In June of 1673, Thomas Scrivener brought two horses and a coach, belonging to his employer, William Allestry, into Little Lincoln’s Inn Fields. Little Lincoln’s Inn Fields was busy city square and the horses escaped, knocking Mary Mitchell to the ground and running over her with the coach. Mary Mitchell and her husband, James, brought suit on the case for negligence against Scrivener and Allestry (Mitchell v. Allestry, KB 27/1973, m. 1283; 3 Keb. 650, pl. 2; 1 Vent. 295; ECO MS. 178, p. 183).

Little Lincoln’s Inn Fields

The history of Little Lincoln’s Inn Fields provides some insight into the growth of London. Originally, the Templars owned the Little Lincoln’s Inn Fields and used it, along with the larger Lincoln’s Inn Fields just to the North West, as tilting grounds (Heckethorn 48; Hunter 991-2).

After the Order of the Templars was abolished, the Fields were assigned to St. John’s Priory. By 1376, the Fields had been arrayed with trees and walking paths for the use of the Chancery clerks and apprentices and students of law. In 1399, a petition appeared in Parliament alleging that Roger Legit had been setting metal traps around the square to harm the clerks (Heckethorn 48).

EXTRACTED RECORDS>
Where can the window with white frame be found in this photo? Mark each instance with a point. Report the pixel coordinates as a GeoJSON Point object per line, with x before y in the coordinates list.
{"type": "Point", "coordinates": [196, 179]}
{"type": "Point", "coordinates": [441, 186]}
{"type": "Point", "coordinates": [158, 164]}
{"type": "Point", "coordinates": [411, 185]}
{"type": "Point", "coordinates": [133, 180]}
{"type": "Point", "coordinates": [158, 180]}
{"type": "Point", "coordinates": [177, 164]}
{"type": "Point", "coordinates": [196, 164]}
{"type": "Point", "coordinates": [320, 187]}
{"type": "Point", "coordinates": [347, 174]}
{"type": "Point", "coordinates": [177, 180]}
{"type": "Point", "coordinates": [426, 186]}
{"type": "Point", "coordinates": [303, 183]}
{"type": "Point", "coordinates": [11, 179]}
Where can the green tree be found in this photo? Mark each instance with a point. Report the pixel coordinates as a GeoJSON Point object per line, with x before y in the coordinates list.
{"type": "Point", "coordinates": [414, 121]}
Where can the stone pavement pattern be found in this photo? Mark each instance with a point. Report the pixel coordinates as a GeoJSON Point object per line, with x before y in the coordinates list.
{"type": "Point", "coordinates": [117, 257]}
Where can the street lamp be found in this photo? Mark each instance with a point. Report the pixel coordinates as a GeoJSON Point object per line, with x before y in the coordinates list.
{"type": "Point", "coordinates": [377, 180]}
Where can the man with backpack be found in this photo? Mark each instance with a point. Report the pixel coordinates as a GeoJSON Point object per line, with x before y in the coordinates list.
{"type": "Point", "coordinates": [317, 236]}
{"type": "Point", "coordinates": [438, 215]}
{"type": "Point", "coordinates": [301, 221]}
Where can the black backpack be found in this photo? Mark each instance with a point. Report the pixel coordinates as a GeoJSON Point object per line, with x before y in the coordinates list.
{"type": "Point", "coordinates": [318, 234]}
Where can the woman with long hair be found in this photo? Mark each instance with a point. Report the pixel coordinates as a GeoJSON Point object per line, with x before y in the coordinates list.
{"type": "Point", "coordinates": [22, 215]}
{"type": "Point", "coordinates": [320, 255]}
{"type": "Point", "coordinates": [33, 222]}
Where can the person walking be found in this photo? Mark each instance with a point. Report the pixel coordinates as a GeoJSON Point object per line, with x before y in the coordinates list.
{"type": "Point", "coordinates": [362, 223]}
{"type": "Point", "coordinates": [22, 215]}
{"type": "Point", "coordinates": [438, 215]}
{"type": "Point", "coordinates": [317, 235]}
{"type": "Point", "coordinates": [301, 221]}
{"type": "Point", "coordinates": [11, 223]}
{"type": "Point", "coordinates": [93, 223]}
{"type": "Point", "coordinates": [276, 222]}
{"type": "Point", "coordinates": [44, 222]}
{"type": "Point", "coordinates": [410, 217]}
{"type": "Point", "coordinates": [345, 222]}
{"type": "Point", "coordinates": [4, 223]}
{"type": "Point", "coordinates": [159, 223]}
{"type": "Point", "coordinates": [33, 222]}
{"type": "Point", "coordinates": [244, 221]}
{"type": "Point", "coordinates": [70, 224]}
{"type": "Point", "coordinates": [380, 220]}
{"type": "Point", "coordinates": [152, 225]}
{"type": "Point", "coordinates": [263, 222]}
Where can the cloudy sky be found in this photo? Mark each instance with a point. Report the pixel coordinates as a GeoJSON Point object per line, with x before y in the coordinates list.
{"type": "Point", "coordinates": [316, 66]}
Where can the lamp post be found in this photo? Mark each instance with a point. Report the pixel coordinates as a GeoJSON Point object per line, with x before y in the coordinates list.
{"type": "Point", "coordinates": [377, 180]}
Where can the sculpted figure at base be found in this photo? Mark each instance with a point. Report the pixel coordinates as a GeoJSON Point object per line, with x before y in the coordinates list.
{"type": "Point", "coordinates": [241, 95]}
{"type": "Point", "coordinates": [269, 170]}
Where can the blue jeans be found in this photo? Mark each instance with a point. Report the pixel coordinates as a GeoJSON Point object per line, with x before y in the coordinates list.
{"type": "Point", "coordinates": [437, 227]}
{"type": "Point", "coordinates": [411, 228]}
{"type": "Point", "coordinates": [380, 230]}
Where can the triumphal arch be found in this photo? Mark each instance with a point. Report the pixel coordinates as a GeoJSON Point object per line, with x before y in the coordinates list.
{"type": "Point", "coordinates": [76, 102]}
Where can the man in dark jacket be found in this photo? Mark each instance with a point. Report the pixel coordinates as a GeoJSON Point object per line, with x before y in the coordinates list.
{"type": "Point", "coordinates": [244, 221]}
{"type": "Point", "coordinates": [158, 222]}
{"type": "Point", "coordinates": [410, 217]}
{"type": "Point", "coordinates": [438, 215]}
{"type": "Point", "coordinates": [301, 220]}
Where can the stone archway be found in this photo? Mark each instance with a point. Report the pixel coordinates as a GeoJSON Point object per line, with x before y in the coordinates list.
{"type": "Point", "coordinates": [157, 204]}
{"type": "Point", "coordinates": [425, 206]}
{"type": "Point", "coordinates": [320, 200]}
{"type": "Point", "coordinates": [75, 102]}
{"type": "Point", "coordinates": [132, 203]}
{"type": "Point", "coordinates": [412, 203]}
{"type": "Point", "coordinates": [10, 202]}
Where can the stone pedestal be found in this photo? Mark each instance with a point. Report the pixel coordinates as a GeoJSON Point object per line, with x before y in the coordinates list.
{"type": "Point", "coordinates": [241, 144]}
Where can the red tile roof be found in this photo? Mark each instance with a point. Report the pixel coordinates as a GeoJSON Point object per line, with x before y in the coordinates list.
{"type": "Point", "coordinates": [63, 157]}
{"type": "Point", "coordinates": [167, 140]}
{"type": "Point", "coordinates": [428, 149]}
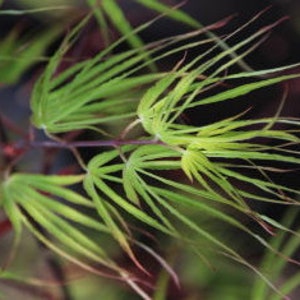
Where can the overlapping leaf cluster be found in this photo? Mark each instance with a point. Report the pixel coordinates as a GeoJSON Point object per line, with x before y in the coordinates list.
{"type": "Point", "coordinates": [171, 168]}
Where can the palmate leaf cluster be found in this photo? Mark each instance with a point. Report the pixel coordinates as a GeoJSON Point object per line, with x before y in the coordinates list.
{"type": "Point", "coordinates": [172, 174]}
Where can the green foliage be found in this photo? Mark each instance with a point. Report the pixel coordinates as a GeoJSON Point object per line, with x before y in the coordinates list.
{"type": "Point", "coordinates": [172, 178]}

PROBLEM STATEMENT> From the text on Little Lincoln's Inn Fields, copy word for word everything from "In June of 1673, Thomas" down to "178, p. 183).".

WRITTEN ANSWER>
In June of 1673, Thomas Scrivener brought two horses and a coach, belonging to his employer, William Allestry, into Little Lincoln’s Inn Fields. Little Lincoln’s Inn Fields was busy city square and the horses escaped, knocking Mary Mitchell to the ground and running over her with the coach. Mary Mitchell and her husband, James, brought suit on the case for negligence against Scrivener and Allestry (Mitchell v. Allestry, KB 27/1973, m. 1283; 3 Keb. 650, pl. 2; 1 Vent. 295; ECO MS. 178, p. 183).